(Exercise brief): Every line in the data below from the one containing "Query: tiled shower wall" down to the one containing "Query: marble tile floor", both included, must be retyped exactly; no other line is to appear.

(Excerpted records):
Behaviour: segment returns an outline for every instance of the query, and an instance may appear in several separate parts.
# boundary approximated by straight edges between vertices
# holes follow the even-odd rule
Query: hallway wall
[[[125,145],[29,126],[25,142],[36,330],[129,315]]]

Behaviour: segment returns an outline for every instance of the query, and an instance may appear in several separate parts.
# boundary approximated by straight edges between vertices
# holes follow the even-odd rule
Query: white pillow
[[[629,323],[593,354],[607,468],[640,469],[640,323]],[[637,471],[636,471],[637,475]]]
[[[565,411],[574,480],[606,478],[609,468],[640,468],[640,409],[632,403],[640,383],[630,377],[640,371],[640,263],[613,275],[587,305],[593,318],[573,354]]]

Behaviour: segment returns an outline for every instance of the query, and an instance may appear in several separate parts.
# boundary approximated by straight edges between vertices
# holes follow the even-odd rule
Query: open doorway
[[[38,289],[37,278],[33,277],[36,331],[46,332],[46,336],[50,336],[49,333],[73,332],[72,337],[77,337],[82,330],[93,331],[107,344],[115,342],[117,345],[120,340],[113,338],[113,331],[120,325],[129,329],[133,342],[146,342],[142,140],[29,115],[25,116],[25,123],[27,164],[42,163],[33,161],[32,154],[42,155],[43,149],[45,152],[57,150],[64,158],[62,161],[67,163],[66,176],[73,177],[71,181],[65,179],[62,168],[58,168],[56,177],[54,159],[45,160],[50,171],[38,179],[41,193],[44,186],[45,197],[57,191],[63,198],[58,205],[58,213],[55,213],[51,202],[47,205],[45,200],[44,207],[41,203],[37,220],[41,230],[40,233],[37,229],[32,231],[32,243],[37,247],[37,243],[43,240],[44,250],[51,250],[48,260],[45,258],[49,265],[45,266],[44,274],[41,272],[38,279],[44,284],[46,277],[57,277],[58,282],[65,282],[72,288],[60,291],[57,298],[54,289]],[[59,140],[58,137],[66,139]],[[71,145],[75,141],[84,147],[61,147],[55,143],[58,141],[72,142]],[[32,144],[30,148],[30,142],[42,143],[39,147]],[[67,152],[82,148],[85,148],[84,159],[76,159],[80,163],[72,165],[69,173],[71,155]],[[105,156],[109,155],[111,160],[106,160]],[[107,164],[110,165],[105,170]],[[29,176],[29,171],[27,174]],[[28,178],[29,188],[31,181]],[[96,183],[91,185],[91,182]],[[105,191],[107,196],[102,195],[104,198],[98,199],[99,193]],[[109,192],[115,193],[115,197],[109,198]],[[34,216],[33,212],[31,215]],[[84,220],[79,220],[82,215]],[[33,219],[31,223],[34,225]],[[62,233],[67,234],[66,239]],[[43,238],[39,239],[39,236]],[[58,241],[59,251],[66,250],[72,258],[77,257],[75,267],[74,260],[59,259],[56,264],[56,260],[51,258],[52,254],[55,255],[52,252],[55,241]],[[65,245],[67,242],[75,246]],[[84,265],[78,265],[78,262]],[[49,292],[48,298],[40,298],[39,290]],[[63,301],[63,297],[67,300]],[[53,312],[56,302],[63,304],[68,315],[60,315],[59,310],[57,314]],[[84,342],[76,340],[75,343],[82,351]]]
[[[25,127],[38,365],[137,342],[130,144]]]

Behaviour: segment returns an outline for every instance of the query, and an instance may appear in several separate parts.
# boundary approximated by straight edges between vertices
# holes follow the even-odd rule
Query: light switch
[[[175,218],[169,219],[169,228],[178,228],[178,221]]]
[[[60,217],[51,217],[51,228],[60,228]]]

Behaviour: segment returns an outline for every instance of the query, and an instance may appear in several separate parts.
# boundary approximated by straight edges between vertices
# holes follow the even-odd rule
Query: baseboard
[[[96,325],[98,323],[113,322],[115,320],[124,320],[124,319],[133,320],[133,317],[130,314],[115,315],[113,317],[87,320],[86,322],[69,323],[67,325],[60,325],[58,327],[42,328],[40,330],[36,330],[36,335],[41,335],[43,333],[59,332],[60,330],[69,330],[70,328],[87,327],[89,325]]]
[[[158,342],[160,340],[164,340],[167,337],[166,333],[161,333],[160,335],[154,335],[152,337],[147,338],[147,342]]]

--

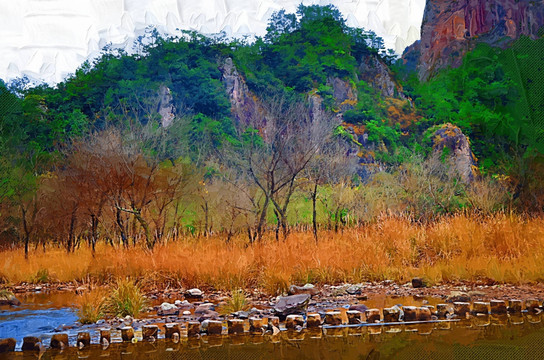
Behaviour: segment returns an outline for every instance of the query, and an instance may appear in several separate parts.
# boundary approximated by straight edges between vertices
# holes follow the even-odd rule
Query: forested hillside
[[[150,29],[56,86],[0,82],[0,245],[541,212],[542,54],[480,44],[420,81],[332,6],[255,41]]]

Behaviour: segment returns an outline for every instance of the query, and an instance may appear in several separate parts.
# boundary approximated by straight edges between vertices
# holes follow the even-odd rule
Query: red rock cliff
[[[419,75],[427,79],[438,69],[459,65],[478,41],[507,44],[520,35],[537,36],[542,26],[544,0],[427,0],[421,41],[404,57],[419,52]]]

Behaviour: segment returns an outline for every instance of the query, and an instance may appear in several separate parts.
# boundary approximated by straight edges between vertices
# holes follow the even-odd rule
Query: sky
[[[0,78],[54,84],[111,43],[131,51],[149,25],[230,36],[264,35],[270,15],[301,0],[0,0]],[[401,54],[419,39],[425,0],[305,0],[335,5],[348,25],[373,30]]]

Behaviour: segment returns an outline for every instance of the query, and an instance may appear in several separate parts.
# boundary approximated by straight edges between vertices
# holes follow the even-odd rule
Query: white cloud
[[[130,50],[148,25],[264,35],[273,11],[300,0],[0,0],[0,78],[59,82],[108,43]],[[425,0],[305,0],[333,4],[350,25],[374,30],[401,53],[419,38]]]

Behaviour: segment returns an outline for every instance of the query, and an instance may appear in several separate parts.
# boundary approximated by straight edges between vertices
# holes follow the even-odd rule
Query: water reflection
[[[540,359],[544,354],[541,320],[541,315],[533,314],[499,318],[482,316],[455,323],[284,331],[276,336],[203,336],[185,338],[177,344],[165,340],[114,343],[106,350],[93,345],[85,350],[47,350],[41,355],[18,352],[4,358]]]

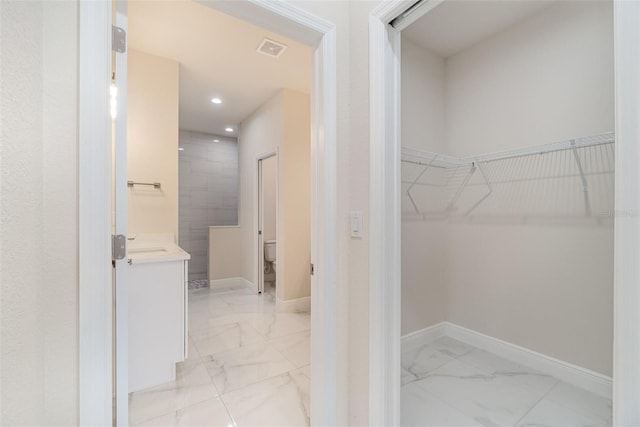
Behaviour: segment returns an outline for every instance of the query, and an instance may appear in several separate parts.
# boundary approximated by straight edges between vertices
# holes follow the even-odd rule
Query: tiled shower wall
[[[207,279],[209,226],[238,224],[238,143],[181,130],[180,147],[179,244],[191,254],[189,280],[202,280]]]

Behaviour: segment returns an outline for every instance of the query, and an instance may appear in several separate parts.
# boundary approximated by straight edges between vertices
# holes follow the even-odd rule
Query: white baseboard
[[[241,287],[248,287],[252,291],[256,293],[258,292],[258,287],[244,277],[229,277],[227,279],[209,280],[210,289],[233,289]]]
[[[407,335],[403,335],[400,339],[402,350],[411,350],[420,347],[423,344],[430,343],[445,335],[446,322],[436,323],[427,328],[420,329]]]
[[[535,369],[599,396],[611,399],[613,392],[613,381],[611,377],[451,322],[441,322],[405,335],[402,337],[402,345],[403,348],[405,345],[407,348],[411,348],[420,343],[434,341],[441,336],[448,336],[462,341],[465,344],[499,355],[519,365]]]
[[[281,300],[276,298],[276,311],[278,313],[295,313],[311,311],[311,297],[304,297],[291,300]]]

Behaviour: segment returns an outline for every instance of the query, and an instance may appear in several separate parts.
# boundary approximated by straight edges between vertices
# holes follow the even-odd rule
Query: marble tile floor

(Written answer):
Query: tiled shower wall
[[[207,279],[209,226],[238,224],[238,143],[181,130],[180,147],[179,244],[191,254],[189,280],[202,280]]]

Behaviour: segment returns an outline for every instance of the query, and an instance may appear in several separate parts.
# boundary approximated by straight edges between vertices
# holes follow the even-odd rule
Query: white baseboard
[[[241,287],[248,287],[252,291],[256,293],[258,292],[258,287],[244,277],[229,277],[227,279],[209,280],[210,289],[233,289]]]
[[[407,335],[403,335],[400,339],[402,350],[411,350],[420,347],[423,344],[430,343],[445,335],[446,322],[436,323],[427,328],[420,329]]]
[[[535,369],[599,396],[611,399],[613,392],[613,381],[611,377],[451,322],[441,322],[405,335],[402,337],[402,345],[403,348],[405,345],[407,348],[411,348],[420,343],[434,341],[441,336],[448,336],[462,341],[465,344],[499,355],[519,365]]]
[[[281,300],[276,298],[276,311],[278,313],[295,313],[311,311],[311,297],[304,297],[291,300]]]

Behaviour: segment returns an outline for every instance of the query, and an instance may appear in several separate parts.
# boundary approximated by straight edges between vertices
# holes follow the even-odd rule
Query: marble tile floor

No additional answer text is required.